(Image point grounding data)
Segment Open

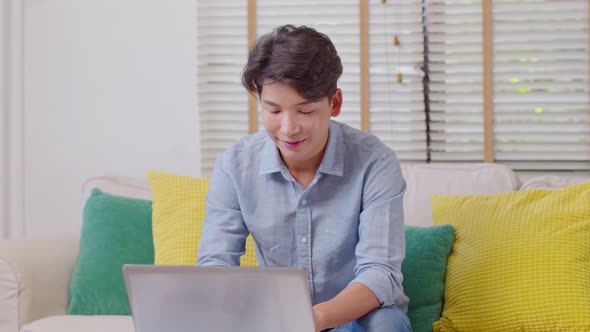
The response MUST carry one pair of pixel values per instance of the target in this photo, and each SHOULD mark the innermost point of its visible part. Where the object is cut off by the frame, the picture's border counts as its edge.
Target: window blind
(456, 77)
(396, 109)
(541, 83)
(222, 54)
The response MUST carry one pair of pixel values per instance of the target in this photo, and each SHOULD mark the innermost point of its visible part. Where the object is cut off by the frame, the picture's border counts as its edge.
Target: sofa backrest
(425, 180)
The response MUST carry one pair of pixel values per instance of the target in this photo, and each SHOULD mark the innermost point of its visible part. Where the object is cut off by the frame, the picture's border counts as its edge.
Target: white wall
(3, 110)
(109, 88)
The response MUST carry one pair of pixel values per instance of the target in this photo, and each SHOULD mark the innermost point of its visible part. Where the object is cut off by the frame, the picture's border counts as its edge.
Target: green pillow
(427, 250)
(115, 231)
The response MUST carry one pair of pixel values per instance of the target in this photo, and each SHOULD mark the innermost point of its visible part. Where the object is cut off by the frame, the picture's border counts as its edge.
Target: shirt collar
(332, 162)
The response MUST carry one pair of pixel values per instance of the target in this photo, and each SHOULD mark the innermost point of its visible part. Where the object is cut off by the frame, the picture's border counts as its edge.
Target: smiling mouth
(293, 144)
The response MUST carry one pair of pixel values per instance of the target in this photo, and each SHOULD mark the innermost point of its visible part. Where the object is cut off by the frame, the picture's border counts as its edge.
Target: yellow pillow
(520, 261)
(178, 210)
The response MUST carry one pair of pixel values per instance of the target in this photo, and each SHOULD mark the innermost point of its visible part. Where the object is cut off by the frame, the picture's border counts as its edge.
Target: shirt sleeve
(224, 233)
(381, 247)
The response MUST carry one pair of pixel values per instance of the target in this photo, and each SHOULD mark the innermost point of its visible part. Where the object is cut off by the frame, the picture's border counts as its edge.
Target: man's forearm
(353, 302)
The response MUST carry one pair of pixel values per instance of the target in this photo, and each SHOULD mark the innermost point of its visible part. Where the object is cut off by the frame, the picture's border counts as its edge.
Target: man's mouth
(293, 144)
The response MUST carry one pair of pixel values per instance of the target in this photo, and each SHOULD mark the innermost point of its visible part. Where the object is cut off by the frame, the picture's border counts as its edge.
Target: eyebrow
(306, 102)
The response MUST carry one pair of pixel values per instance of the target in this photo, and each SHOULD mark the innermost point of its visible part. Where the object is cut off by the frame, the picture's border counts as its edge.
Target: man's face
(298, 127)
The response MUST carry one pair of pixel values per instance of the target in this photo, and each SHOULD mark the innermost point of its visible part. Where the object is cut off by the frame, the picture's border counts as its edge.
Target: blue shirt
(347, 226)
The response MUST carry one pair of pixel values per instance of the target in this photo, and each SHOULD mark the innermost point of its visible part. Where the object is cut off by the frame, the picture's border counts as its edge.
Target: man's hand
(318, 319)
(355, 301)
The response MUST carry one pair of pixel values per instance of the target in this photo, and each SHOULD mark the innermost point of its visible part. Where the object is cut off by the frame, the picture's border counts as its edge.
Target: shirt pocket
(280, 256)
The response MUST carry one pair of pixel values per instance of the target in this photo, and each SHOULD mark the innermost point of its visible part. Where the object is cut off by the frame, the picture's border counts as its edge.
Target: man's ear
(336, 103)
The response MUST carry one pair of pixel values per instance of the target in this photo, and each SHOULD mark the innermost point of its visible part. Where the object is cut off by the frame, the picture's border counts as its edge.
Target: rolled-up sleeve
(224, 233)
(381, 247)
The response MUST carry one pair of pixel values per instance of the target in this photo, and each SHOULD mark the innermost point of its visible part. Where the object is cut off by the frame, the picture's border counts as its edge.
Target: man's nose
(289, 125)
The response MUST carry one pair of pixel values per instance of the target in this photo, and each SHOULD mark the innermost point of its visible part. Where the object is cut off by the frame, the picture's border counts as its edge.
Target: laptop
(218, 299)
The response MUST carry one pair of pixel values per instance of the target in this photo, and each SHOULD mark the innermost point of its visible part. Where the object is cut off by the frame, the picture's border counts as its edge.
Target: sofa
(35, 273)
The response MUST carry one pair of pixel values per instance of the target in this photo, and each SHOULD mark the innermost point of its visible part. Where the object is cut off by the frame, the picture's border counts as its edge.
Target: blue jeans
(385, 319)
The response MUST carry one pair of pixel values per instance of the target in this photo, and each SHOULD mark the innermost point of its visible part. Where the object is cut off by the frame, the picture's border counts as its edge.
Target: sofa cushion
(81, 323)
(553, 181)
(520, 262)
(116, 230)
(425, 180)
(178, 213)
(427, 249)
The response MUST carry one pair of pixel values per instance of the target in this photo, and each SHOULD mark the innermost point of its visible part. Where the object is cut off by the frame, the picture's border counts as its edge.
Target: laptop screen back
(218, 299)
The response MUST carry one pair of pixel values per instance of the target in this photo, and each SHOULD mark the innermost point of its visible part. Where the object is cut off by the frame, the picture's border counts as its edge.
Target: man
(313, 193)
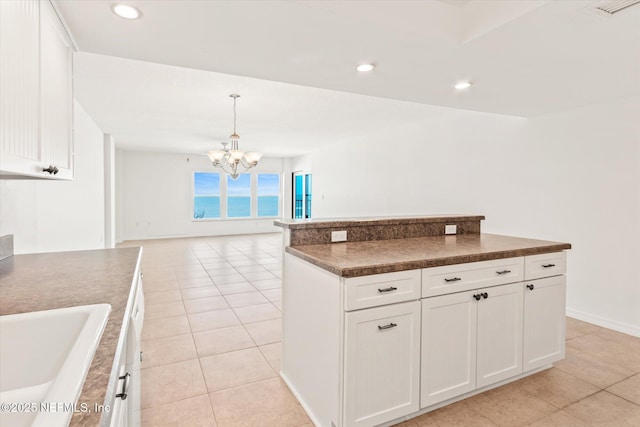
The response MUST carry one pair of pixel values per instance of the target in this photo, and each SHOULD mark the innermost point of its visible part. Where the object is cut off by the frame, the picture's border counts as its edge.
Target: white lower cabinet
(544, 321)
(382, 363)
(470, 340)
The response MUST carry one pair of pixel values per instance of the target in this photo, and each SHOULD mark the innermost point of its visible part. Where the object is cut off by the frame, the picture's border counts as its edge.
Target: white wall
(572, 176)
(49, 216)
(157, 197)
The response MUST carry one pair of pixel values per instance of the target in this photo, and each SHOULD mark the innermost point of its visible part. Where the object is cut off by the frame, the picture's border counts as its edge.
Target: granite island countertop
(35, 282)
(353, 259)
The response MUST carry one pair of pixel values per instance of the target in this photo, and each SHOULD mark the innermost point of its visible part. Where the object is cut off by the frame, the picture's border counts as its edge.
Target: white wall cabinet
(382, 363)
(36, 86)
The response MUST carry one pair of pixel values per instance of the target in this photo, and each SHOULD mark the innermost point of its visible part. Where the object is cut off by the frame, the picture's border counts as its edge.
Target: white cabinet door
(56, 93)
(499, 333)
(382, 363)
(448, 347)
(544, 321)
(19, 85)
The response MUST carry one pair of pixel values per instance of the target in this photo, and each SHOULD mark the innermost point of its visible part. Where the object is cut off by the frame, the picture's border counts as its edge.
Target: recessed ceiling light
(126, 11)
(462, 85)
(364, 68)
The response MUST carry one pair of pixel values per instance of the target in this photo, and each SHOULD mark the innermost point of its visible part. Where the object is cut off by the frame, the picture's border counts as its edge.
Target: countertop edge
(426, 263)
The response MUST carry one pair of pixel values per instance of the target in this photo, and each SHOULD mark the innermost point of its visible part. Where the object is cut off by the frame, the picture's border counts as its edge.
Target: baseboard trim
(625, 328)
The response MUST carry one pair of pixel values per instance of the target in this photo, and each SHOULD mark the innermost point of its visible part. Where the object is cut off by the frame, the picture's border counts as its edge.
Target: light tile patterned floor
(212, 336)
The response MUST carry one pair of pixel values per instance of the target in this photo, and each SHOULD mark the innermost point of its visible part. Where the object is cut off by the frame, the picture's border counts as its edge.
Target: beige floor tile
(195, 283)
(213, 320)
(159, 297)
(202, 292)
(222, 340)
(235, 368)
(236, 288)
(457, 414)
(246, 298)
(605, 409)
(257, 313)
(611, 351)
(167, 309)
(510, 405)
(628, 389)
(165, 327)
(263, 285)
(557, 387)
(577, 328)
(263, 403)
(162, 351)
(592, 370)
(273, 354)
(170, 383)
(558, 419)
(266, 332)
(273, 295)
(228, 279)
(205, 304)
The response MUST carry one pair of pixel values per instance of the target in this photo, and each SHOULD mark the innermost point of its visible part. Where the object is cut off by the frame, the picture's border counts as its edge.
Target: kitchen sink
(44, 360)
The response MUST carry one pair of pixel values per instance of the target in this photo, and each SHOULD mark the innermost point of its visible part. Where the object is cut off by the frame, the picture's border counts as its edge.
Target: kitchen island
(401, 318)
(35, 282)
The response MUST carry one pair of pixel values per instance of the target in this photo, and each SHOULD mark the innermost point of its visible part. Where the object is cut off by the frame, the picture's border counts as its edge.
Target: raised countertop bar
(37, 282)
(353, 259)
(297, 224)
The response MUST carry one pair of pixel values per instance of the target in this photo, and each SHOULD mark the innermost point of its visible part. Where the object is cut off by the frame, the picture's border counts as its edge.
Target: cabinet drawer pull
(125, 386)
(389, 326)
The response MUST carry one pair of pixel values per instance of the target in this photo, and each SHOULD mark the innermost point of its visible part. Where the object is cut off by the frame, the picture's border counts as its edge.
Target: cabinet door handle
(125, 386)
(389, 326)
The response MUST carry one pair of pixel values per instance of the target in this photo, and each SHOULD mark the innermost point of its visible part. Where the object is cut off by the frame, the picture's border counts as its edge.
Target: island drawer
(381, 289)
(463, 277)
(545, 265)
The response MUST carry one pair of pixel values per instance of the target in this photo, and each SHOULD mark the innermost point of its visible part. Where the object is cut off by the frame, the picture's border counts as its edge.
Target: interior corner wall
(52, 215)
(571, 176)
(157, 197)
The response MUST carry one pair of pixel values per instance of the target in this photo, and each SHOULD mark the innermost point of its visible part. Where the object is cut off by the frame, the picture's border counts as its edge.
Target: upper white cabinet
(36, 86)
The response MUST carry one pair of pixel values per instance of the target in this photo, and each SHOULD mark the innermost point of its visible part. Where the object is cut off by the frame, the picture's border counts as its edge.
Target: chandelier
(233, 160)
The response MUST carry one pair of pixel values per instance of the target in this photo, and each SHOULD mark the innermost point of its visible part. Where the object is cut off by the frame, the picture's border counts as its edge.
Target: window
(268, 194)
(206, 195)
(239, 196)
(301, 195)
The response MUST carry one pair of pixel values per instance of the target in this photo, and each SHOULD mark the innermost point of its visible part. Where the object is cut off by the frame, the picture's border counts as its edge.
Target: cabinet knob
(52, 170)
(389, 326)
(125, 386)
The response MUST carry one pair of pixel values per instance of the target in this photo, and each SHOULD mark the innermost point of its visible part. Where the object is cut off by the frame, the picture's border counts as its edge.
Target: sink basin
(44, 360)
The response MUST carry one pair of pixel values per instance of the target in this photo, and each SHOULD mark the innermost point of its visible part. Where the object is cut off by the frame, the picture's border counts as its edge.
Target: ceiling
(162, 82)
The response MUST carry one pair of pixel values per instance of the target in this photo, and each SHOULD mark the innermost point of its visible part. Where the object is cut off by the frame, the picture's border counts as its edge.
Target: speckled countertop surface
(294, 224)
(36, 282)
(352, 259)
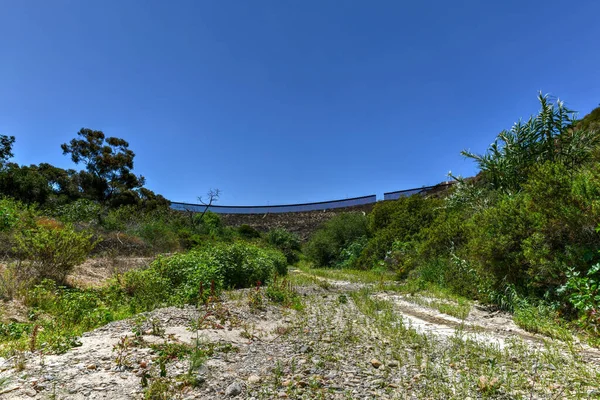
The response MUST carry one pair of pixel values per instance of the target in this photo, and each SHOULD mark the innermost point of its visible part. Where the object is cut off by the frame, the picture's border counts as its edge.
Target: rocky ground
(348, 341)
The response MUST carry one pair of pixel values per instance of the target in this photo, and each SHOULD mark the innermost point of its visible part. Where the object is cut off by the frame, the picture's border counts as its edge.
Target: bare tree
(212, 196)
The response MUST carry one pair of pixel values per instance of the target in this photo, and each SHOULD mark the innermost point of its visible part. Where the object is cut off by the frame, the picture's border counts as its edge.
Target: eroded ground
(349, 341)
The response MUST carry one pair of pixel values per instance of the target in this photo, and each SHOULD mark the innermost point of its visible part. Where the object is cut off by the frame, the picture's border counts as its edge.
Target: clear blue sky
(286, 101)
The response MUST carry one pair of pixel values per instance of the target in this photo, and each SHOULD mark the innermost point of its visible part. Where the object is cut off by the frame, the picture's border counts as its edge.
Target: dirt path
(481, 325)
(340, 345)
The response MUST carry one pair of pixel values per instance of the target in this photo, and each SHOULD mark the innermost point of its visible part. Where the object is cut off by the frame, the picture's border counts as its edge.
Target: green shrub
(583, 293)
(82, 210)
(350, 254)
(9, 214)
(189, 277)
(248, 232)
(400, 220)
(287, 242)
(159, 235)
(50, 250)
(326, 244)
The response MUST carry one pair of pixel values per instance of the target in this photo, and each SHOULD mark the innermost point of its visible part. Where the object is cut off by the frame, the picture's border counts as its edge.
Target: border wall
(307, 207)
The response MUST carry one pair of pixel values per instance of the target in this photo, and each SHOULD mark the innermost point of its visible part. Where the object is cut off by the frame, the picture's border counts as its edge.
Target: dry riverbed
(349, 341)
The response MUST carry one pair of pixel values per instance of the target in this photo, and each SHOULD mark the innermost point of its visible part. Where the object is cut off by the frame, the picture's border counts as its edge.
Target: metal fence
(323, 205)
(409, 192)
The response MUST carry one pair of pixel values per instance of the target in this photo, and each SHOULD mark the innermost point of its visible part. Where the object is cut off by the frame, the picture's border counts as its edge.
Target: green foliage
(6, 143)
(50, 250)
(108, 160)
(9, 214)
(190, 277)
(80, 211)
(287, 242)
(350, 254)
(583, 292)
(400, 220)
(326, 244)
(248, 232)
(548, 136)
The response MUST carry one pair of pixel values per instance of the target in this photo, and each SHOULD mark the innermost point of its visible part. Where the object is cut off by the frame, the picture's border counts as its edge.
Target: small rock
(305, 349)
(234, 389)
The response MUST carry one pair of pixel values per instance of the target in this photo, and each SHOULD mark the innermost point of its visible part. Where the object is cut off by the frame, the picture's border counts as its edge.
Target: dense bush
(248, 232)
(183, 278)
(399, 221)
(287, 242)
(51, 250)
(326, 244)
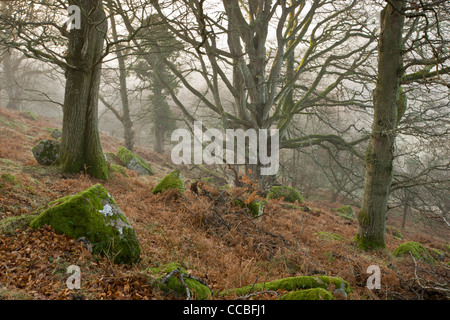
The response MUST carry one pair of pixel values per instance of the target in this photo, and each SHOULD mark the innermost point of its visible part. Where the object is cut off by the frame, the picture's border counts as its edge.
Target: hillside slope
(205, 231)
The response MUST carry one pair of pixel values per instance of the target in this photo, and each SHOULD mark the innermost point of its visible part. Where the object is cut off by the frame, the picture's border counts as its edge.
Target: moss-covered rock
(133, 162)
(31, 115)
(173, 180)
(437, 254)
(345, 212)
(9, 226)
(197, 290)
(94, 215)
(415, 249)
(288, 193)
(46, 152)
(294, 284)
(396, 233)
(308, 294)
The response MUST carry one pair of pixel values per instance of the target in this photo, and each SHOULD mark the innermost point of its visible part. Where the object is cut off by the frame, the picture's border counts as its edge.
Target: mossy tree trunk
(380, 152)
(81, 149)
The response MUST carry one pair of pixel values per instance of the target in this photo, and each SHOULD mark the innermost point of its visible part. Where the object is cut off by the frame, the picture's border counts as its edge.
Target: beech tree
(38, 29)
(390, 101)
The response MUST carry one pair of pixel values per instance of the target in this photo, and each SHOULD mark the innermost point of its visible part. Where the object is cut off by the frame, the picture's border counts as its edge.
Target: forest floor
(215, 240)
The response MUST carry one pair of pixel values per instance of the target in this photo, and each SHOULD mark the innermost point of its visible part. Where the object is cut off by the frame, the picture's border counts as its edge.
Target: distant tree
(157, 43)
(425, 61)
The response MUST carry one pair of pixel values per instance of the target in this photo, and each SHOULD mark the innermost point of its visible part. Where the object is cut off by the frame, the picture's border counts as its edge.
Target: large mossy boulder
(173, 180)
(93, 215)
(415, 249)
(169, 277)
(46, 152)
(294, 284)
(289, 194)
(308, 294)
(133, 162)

Segment Closed

The lines from the one containing "Target: distant tree" through the final line of the entries above are to be printed exactly, with nothing added.

Task result »
Target: distant tree
(157, 43)
(425, 61)
The response MUST carry one pair of pixel values per instance of the target in this photo, and each SHOULD mark the innermost point of its visible part. Where the object is cut off by the frame, the picture's border counts as its edge.
Target: large mossy boulder
(173, 180)
(93, 215)
(415, 249)
(169, 277)
(46, 152)
(294, 284)
(289, 194)
(308, 294)
(133, 162)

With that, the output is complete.